§ **Passage**
Strong ratings and reviews
For Bros, it isn't an issue of quality. The film is currently enjoying a 90 per cent critic rating and 91 per cent audience rating on Rotten Tomatoes.
Gay Toronto film critic Pat Mullen says he considers Bros the funniest film he's seen this year. "I thought it was just such a refreshing and inclusive portrait of gay life, in sort of your typical romantic-comedy tradition."
Mullen also says he doesn't agree with Eichner's comments, putting the blame on straight audiences.
"There was a portion of the queer audience that didn't go out, and that's actually more concerning," he says, noting there's a lot at stake for an audience who want to see their stories on screen.
WATCH | Billy Eichner talk about making Bros and helping audiences escape:
Taking a page from Top Gun
Speaking with CBC News at the Bros world premiere at the Toronto International Film Festival, Eichner said all he wanted was to "make people laugh out loud consistently from start to finish and make people feel good."

§ **Records supplied**
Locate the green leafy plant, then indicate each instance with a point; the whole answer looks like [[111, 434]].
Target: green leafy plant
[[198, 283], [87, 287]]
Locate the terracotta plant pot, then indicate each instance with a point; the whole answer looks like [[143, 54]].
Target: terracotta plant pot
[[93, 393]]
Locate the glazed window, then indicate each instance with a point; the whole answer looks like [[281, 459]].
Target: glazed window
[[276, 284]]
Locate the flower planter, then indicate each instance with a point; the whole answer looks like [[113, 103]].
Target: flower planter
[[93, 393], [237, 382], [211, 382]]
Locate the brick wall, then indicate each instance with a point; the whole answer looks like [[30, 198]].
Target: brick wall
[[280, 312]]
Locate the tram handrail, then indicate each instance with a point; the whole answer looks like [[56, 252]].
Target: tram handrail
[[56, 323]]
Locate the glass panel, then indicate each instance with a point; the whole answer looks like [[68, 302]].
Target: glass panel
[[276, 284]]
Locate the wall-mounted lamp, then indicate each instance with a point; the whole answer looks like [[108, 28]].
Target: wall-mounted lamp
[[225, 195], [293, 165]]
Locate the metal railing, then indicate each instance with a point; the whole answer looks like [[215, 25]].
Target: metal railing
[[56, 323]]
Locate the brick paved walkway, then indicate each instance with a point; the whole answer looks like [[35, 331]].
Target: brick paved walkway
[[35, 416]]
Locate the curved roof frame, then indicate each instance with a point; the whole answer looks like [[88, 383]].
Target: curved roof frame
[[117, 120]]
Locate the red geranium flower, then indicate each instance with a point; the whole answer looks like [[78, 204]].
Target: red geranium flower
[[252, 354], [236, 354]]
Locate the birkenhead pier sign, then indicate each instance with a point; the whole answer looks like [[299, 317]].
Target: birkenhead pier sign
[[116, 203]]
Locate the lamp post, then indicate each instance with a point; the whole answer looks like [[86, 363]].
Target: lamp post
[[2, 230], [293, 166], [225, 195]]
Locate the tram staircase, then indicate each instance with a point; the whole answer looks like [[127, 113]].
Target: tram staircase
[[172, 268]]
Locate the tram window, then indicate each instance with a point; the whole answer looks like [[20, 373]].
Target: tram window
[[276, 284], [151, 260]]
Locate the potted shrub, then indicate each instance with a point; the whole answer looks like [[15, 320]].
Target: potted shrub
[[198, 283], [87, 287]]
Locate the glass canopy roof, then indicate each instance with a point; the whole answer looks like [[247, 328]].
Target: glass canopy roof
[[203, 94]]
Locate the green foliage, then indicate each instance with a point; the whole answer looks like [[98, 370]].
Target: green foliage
---
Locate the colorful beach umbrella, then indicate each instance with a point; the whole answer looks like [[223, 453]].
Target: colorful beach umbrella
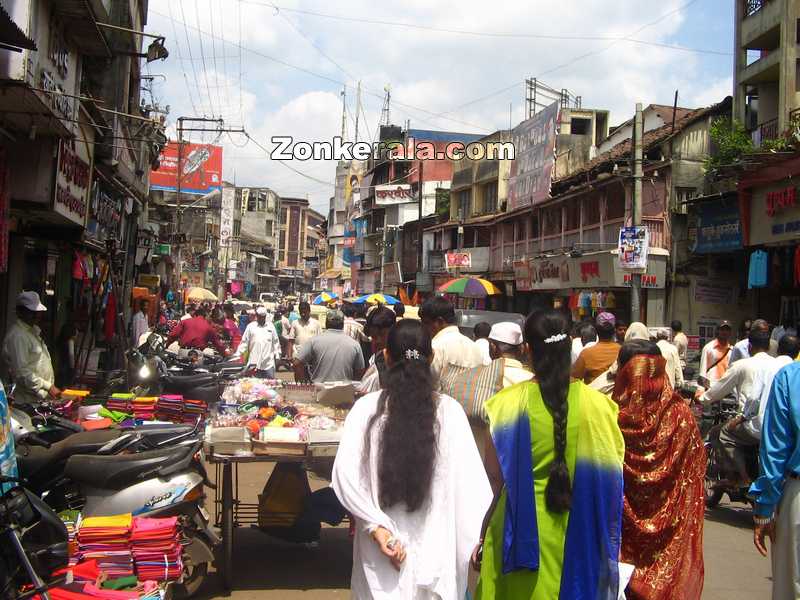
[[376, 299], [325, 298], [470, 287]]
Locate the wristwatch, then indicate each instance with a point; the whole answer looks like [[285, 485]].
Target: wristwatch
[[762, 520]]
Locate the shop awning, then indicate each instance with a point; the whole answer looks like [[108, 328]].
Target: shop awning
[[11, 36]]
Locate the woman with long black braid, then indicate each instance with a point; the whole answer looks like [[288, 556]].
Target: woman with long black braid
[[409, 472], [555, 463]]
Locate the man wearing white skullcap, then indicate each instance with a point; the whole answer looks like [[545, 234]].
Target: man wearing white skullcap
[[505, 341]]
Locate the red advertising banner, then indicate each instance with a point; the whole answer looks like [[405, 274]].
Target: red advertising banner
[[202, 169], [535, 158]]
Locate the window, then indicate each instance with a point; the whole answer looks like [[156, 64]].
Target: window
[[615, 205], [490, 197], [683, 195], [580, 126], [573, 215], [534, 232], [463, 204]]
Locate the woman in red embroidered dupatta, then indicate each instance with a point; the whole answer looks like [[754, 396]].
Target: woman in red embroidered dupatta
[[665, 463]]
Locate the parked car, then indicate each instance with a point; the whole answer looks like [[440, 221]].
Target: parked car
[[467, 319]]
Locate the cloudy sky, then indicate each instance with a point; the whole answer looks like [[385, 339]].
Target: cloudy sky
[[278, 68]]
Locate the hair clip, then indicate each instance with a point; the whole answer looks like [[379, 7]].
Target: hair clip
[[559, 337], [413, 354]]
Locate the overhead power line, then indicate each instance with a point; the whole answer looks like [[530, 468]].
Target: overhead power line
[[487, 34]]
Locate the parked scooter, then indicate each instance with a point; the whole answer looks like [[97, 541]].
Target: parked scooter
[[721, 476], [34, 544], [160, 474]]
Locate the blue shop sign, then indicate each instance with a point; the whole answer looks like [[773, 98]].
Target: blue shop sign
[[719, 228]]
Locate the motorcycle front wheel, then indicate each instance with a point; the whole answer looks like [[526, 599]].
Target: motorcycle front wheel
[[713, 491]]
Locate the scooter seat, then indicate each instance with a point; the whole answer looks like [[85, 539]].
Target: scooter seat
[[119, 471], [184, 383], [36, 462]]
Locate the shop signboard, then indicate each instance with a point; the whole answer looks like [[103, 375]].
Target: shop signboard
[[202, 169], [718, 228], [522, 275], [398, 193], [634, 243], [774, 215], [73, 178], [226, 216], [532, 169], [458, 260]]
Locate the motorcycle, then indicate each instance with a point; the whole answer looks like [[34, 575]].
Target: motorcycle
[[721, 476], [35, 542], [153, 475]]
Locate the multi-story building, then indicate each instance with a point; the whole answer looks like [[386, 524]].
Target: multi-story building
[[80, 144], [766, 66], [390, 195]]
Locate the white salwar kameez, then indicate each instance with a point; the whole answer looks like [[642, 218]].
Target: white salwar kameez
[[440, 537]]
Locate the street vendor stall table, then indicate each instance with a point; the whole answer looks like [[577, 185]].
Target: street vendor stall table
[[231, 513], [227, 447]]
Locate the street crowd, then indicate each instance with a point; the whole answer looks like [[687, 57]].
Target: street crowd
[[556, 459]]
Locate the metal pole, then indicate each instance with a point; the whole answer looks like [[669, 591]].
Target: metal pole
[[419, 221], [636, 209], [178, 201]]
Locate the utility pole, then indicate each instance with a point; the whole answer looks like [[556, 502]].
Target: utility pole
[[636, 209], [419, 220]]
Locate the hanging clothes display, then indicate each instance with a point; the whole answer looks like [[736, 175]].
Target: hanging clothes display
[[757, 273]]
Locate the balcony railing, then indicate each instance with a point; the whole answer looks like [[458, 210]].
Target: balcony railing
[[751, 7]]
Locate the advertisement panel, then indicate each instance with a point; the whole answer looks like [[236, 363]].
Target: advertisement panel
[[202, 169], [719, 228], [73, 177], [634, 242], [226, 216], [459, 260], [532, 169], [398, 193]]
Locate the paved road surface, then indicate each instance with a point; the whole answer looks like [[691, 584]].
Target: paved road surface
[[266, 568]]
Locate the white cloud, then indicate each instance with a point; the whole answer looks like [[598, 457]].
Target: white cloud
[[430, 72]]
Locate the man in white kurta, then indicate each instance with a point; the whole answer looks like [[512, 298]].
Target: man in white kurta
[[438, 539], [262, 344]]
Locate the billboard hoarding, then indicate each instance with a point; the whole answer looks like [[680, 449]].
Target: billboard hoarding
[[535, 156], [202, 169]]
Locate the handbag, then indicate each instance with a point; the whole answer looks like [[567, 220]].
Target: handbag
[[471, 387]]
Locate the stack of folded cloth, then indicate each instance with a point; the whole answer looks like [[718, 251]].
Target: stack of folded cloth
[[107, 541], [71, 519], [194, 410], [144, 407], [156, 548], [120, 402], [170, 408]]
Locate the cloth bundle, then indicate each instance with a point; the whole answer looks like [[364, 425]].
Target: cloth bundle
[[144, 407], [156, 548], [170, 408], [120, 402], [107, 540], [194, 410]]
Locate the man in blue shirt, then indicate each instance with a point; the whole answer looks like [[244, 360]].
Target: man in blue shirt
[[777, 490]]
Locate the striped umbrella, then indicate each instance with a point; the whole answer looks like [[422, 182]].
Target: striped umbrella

§ **Required tasks**
1 – In the passage about Bros, how does Pat Mullen rank the film among the ones he has seen this year?
2 – Quote the stretch of the passage about Bros from "Gay Toronto film" through "stories on screen.".

§ **In response**
1 – He considers it the funniest film he has seen this year.

2 –
Gay Toronto film critic Pat Mullen says he considers Bros the funniest film he's seen this year. "I thought it was just such a refreshing and inclusive portrait of gay life, in sort of your typical romantic-comedy tradition."
Mullen also says he doesn't agree with Eichner's comments, putting the blame on straight audiences.
"There was a portion of the queer audience that didn't go out, and that's actually more concerning," he says, noting there's a lot at stake for an audience who want to see their stories on screen.